* [Region pointing data]:
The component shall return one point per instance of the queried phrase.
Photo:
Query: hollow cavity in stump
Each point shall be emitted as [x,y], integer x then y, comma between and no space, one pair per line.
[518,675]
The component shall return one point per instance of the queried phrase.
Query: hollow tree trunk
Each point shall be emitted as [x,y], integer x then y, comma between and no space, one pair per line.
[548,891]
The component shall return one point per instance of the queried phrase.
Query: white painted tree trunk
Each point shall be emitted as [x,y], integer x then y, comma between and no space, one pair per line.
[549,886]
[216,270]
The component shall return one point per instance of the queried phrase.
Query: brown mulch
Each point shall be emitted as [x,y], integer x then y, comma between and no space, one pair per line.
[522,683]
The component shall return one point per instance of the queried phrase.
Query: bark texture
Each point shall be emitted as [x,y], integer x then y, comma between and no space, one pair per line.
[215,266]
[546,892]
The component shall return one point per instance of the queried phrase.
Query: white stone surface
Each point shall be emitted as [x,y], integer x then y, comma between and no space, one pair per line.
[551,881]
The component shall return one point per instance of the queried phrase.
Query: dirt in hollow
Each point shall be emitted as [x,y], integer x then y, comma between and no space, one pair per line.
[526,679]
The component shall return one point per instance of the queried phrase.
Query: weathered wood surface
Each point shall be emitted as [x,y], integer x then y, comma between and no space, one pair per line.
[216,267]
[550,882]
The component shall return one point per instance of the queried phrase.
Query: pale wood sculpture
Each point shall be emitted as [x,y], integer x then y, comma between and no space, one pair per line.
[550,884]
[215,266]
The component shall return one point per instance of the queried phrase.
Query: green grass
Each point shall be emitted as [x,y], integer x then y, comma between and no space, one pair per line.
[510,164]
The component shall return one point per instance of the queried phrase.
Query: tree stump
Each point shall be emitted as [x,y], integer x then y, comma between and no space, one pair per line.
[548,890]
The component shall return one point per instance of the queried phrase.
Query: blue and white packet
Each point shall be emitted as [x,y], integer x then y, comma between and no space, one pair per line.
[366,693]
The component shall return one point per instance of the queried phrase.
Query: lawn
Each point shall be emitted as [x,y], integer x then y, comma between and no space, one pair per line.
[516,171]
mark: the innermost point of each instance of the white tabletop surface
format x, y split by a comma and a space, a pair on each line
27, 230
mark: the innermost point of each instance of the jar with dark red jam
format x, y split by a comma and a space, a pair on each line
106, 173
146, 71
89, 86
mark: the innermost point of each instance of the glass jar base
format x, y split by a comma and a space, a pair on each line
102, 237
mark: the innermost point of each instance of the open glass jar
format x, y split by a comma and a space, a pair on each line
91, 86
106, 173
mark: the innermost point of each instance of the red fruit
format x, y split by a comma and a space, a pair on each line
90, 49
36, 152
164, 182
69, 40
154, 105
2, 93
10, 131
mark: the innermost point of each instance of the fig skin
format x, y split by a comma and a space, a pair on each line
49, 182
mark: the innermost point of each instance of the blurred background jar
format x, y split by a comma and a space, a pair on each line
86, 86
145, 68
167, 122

* [TASK DESCRIPTION]: Every entry must be output again exactly as it was given.

* [ANSWER TO THIS PROBLEM]:
The component shall return one point per instance of the queried phrase.
Photo:
Query: hollow cavity in stump
Each point shall be emitted as [x,y], integer x then y, comma between and no space, one pair per line.
[518,675]
The component shall return one point per instance of the queried phrase.
Query: hollow tree trunk
Each point shall be emitted as [x,y], integer x then y, comma between and no space, one pair per line.
[548,891]
The component shall return one point per instance of the queried phrase.
Query: white painted tree trunk
Each point shall be emitted as [x,y], integer x then y, comma between and no space, one pair per line.
[549,886]
[216,270]
The component shall return one point per instance of the queried phrase.
Query: brown mulch
Each point shall be emitted as [x,y], integer x then y, comma between and no space, one pair per line.
[522,683]
The component shall return one point per instance of the queried phrase.
Query: bark texture
Each point shall be emitted as [x,y], integer x then y, comma between and no space, one pair per line.
[215,266]
[546,892]
The component shall return one point per instance of the queried phrase.
Query: white stone surface
Each point shall be emitted as [x,y], integer x then y, comma between and no space, one pair per line.
[551,881]
The component shall return one point per instance of the queried phrase.
Query: dirt in hollow
Each point shall be emitted as [x,y], integer x then y, comma between and no space, one pair per line.
[526,679]
The component shall return one point per instance of the queried phrase.
Query: weathered wood surface
Each point shall be emitted as [x,y], integer x then y, comma between and no space, one pair per line.
[216,267]
[550,882]
The component shall return one point per instance of the queried phrase.
Query: pale wood sculpture
Each point shall be emitted as [x,y], integer x then y, comma between and no space, one pair per line.
[550,884]
[215,266]
The component shall return one point per instance of the queried phrase.
Query: green grass
Each point shall be emitted as [x,y], integer x then y, comma between and no space, one pair per line.
[510,164]
The component shall return one point per instance of the queried phrase.
Query: tree stump
Each point shall be emitted as [x,y], integer x then y, comma between and no space, one pair per line.
[548,890]
The component shall return one point per instance of the queried phrase.
Query: blue and white packet
Each point shall be emitted as [x,y], integer x then y, comma between and no space, one pair per line.
[366,693]
The component shall return one point per instance of the queried phrase.
Query: lawn
Each point shall be emitted as [x,y], integer x then y, comma between and no space, one pair per line.
[516,171]
mark: the innermost point of each instance of the white tabletop surface
format x, y split by a comma and a space, a pair on each line
27, 230
mark: the innermost point of each instance of the jar with dark red jam
format x, y split by a comma and a space, a pair on each line
106, 173
146, 71
89, 86
mark: the innermost point of each instance of the glass jar base
format x, y split by a comma and a space, a pair on each line
102, 237
mark: the innermost point of each instance of the open glass jar
format x, y split by a comma and a space, a pair on each line
91, 86
106, 173
mark: the innermost point of each instance of the red fruit
format x, y split by a comma and a space, a pair on each line
90, 49
36, 152
164, 182
69, 40
154, 105
2, 93
10, 131
mark: the innermost point of each instance of the fig skin
format x, y split by a comma and a space, a pair on each line
49, 182
mark: the innermost point of each instance of the blurred background jar
format x, y split by a comma and a space, a pair on each line
86, 86
145, 68
167, 122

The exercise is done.